*** Fragmento proporcionado ***
Como puede verse, “El Cochecito” es una ácida crítica a los valores tradicionales que el franquismo propugnaba: la familia patriarcal (para su familia, Don Anselmo es un estorbo o un sujeto desequilibrado, “Anda, anda, márchese ya de la cocina que aquí no hace nada” le dice una criada; “¿No le da grima engañar así a un pobre hombre?”, le reclama el hijo de Don Anselmo al ortopedista), para ellos, el viejo es un sujeto sin capacidad de razonamiento ni decisión a quien es mejor tener encerrado, a buen recaudo, para que no haga tonterías. En esa línea, la película se engarza con películas semejantes (en la forma y en el fondo) que se estaban rodando en aquellos años, en la Italia neorrealista de Visconti o de De Sica.
***
**Qué se solicita**
**1.** Según el fragmento sobre «El Cochecito», ¿con qué películas de la época se relaciona esta obra?
**2.** Prosiga el fragmento sobre «El Cochecito» a partir de su última oración.
Las líneas que aparecen a continuación constituyen un material independiente del fragmento.
*** Material presentado ***
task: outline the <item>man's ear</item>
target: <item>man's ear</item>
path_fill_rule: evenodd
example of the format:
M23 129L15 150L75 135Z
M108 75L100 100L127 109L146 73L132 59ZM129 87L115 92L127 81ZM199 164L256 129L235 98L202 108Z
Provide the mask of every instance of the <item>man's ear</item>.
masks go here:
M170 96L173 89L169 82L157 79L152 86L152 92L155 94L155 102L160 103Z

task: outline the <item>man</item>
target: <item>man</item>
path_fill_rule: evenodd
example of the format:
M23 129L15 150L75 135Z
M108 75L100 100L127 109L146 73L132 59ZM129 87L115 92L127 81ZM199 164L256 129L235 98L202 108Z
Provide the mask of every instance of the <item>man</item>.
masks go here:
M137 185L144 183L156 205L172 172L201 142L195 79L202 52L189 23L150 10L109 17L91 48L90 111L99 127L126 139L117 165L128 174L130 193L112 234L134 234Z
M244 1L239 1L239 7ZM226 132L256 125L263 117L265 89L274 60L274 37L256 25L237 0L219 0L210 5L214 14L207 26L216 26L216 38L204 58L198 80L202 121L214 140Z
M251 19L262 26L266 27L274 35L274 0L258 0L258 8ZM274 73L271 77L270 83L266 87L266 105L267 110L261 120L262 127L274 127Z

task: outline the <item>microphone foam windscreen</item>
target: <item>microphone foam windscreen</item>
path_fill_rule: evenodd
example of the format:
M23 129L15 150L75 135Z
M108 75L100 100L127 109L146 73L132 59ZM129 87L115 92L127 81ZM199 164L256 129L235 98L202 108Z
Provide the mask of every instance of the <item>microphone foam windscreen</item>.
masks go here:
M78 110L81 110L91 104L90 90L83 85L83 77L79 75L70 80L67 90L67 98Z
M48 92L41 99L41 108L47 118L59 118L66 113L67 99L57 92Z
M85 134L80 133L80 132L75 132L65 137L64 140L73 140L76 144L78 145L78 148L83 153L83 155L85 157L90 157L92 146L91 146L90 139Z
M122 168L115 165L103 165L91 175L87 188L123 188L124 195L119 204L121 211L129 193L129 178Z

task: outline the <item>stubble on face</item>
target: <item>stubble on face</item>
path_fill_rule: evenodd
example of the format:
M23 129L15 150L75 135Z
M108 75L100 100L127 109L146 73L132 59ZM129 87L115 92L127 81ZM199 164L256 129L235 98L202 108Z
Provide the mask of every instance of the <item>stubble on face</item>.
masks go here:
***
**Respuestas**
**1.** Con películas semejantes que se rodaban en aquellos años en la Italia neorrealista de Visconti o de De Sica.

**2.**
De hecho, Marco Ferreri, italiano de nacimiento, había llegado a España en 1956, casi por azar, e hizo carrera allí porque conoció y trabó amistad con un genial guionista a quien se le deben inmensos títulos en la filmografía nacional española: Rafael Azcona. La propuesta estética de Ferreri sigue la estela del neorrealismo italiano: un cine duro, vital, violento en sus concepciones de los sentimientos humanos, fríamente objetivo y cruel (en el sentido que la palabra “cruel” tenía para Artaud). Pero Ferreri, joven y lleno de ideas, imprime un sello nuevo a sus películas, un matiz todavía más duro e irónico, que luego sería llamado “neorrealismo grotesco”, siempre con la complicidad de Azcona. Da la impresión que ese Madrid de los años sesenta, con sus costumbres locales hijas del provincialismo (una señora que pasea a una gallina, atada a una cuerda, por el patio común del falansterio o la chiquillería desgreñada jugando en medio de la calle), con sus miedos y represiones heredadas del franquismo, pero contrastadas con la nueva realidad tecnológica de los sesenta, es el espacio idóneo para lo grotesco. Sería interesante un análisis de la propensión del humor español por lo grotesco, empezando por Cervantes, la novela picaresca, Quevedo, y pasando por Berlanga, Almodóvar hasta llegar, digamos, ¿a Berto Romero?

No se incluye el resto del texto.